-- start of Extracted information --

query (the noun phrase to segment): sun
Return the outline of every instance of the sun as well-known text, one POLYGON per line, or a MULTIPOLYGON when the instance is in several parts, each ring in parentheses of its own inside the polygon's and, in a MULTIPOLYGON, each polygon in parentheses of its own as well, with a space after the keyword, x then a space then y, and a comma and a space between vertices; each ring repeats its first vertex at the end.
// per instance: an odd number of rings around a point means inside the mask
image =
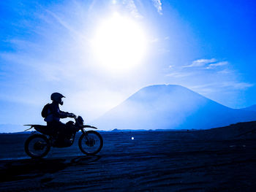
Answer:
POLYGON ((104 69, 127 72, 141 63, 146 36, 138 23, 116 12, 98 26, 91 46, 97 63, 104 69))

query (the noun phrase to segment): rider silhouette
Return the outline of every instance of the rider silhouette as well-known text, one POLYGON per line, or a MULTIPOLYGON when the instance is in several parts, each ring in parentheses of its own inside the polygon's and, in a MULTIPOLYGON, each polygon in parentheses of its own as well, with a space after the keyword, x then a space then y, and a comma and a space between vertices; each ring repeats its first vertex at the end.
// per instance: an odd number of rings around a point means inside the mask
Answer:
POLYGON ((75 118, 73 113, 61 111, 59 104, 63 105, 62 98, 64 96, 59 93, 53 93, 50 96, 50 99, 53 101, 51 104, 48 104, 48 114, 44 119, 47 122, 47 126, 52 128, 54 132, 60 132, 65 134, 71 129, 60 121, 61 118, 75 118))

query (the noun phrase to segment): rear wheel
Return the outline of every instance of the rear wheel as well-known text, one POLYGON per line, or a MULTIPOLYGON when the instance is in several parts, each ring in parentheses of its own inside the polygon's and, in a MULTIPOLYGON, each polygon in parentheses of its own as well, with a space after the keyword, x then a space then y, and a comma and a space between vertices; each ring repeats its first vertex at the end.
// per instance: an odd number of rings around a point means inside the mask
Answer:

-- end of Extracted information --

Instructions to follow: Format every line of the items above as one numbered list, leaving out the blank lines. Omit the pictures from your answer.

Exercise solution:
1. query (the noun phrase to segment): sun
2. Return the outline of every instance of the sun as well-known text, one POLYGON per line, or a MULTIPOLYGON when the instance is in several parts, each ring in parentheses of its own inside the polygon's and, in a MULTIPOLYGON, each polygon in parentheses of its own as well, with a space after the keyword, x then a space then y, and a comma and a space between vertices; each ring repeats its first vertex at the end.
3. // per instance: an odd number of rings around a point means inside the mask
4. image =
5. Answer:
6. POLYGON ((104 69, 127 72, 141 63, 146 36, 138 23, 116 12, 98 26, 91 46, 97 63, 104 69))
7. query (the noun phrase to segment): rider silhouette
8. Return the outline of every instance of the rider silhouette as well-known text, one POLYGON per line, or a MULTIPOLYGON when the instance is in several parts, each ring in parentheses of its own inside the polygon's and, in a MULTIPOLYGON, each polygon in parentheses of its own as well, with a space after the keyword, x then a space then y, and a comma and a space between vertices; each ring repeats its first vertex at the end.
9. // per instance: an odd number of rings around a point means inside the mask
10. Answer:
11. POLYGON ((75 118, 73 113, 61 111, 59 104, 63 105, 62 98, 64 96, 59 93, 53 93, 50 96, 50 99, 53 101, 51 104, 48 104, 48 114, 44 119, 47 122, 47 126, 52 128, 54 132, 60 132, 65 134, 71 129, 60 121, 61 118, 75 118))
12. query (the noun phrase to segment): rear wheel
13. Return the outline of every instance of the rear wheel as well-known text, one POLYGON per line, or a MULTIPOLYGON when the instance is in several parts, each ring in parentheses of its own inside the polygon's and, in a MULTIPOLYGON, each polygon in parentheses of its own as well, with a space after the keyword, x then a space then y, and a comma and a space between vertices; each ring repeats its first vertex at the end.
14. // per instance: an odd number of rings around a point means inside the mask
15. Answer:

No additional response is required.